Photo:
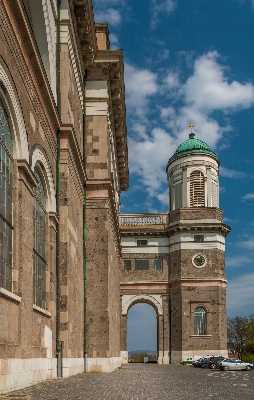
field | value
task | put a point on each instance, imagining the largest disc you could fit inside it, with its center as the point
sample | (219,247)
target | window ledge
(41,310)
(202,336)
(9,295)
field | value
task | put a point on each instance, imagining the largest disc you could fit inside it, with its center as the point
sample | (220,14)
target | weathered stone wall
(202,213)
(145,275)
(103,289)
(71,238)
(71,109)
(22,328)
(181,264)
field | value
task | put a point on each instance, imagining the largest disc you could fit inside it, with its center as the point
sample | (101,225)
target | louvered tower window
(197,189)
(178,195)
(39,256)
(214,194)
(200,321)
(6,168)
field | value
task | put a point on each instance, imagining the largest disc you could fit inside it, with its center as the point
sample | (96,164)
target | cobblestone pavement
(145,382)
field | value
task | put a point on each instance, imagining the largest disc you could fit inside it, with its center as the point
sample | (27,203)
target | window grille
(197,189)
(157,265)
(214,194)
(199,238)
(142,242)
(6,228)
(178,195)
(39,254)
(141,264)
(200,321)
(127,265)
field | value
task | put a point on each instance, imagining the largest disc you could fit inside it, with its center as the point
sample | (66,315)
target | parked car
(230,364)
(202,363)
(188,361)
(195,362)
(213,361)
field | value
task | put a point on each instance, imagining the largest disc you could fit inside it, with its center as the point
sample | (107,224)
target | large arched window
(197,189)
(39,261)
(6,170)
(200,321)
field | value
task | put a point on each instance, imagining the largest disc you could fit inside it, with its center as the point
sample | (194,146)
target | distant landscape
(150,352)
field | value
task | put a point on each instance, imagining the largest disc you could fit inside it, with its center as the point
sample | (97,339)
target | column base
(163,357)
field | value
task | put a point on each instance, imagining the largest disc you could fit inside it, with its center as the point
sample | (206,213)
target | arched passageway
(159,304)
(142,329)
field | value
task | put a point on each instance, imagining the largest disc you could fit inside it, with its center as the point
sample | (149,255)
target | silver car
(231,363)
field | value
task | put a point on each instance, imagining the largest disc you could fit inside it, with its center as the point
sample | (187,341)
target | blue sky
(191,61)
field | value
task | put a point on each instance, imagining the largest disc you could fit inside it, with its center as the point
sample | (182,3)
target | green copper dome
(192,145)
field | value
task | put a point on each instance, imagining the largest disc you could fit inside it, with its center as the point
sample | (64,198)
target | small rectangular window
(141,264)
(157,265)
(141,242)
(127,265)
(199,238)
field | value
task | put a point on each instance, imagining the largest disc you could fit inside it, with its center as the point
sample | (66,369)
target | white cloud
(230,173)
(172,80)
(240,299)
(148,158)
(160,7)
(140,84)
(209,89)
(113,41)
(161,108)
(248,196)
(239,261)
(110,15)
(247,244)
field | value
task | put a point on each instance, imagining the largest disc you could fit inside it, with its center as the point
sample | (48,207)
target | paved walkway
(145,381)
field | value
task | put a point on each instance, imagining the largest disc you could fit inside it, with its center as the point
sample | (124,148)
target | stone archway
(156,301)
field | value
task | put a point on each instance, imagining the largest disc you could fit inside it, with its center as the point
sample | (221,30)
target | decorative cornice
(109,64)
(15,25)
(83,11)
(105,65)
(200,227)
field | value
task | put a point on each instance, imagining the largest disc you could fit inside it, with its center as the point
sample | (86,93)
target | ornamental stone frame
(12,104)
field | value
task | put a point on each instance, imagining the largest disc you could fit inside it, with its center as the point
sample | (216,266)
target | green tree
(237,334)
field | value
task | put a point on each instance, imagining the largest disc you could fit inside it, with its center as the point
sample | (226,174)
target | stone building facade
(63,165)
(176,262)
(70,265)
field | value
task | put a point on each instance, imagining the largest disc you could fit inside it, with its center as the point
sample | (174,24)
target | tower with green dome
(196,252)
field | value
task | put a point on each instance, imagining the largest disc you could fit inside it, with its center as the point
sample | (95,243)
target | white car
(228,364)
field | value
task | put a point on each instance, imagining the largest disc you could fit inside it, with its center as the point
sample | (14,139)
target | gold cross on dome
(191,126)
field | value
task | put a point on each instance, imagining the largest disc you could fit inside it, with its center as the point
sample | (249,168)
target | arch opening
(142,332)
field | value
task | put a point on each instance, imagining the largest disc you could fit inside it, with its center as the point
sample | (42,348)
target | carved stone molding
(26,175)
(86,30)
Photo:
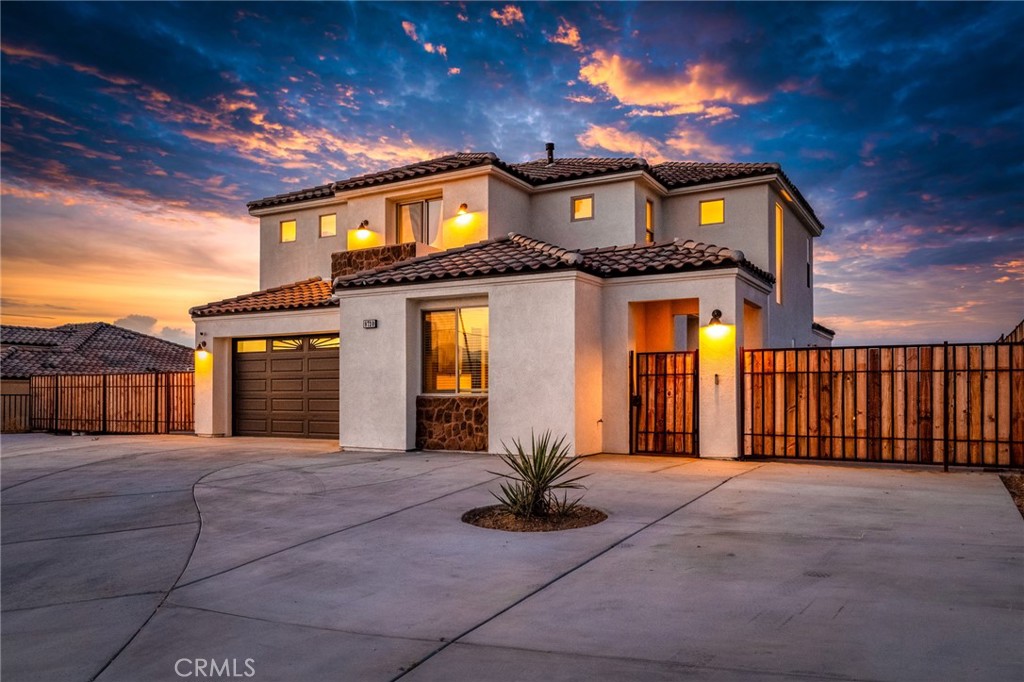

#### REQUIREMENT:
Extract every line of the records above that contains the word "dome", and list those lines.

#### ANSWER TO THE PROBLEM:
target | green copper dome
target | tower with green dome
target | gold cross on dome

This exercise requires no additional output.